▶ _WHAT THE TASK REQUIRES_
Can you print every one of the following rows word for word, with nothing changed or left out?

▶ _EXTRACTED INFORMATION_
********************
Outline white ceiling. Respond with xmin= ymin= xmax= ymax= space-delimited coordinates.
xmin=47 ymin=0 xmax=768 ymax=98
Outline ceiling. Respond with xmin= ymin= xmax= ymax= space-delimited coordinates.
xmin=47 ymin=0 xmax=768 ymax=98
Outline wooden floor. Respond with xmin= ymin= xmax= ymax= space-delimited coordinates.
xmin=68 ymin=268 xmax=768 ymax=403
********************
▶ _RESPONSE_
Outline white ceiling. Respond with xmin= ymin= xmax= ymax= space-delimited coordinates.
xmin=47 ymin=0 xmax=768 ymax=98
Outline ceiling. Respond with xmin= ymin= xmax= ymax= space-delimited coordinates.
xmin=47 ymin=0 xmax=768 ymax=98
Outline wooden floor. Respond with xmin= ymin= xmax= ymax= space-delimited coordinates.
xmin=68 ymin=268 xmax=768 ymax=403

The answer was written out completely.